INSTRUCTION: Copy every line of the records below word for word, leaving out the pictures.

--- START WORKING DATA ---

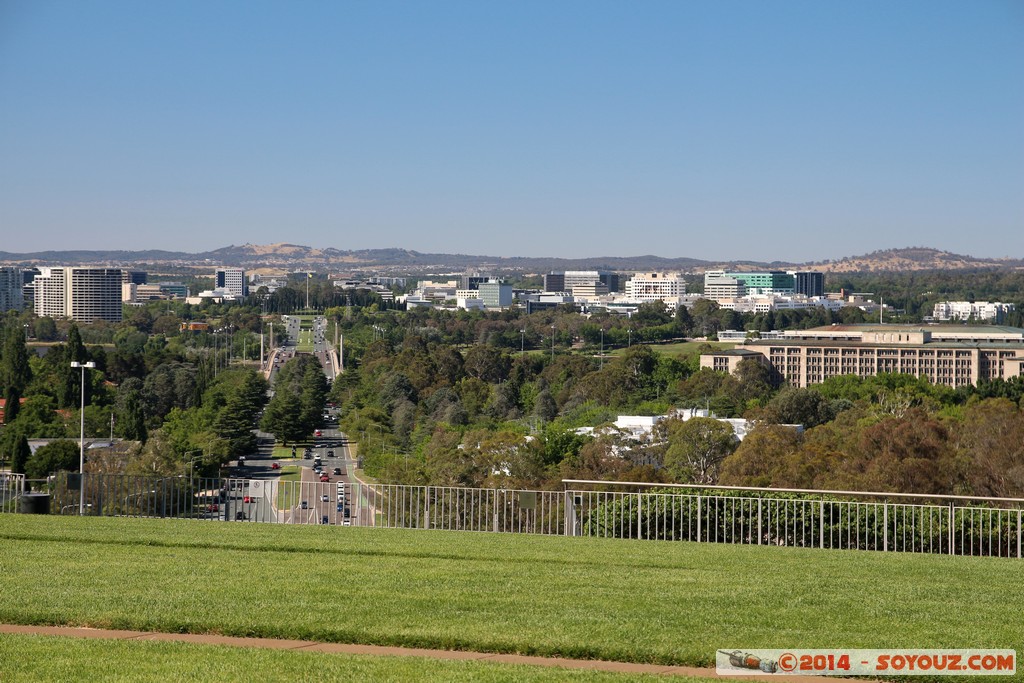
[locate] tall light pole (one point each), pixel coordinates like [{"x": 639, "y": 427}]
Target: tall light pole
[{"x": 81, "y": 440}]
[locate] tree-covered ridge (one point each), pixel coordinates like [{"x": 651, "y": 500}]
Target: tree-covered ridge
[{"x": 495, "y": 398}]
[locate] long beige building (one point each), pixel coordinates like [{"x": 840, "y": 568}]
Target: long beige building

--- END WORKING DATA ---

FINAL RESULT:
[locate] tall light pole (one point each), pixel coordinates like [{"x": 639, "y": 427}]
Target: tall light pole
[{"x": 81, "y": 440}]
[locate] tree-covered ridge (one point each), pixel coordinates like [{"x": 651, "y": 500}]
Target: tree-covered ridge
[{"x": 495, "y": 398}]
[locate] long beige building (one point each), pixel coordinates like [{"x": 840, "y": 568}]
Target: long beige building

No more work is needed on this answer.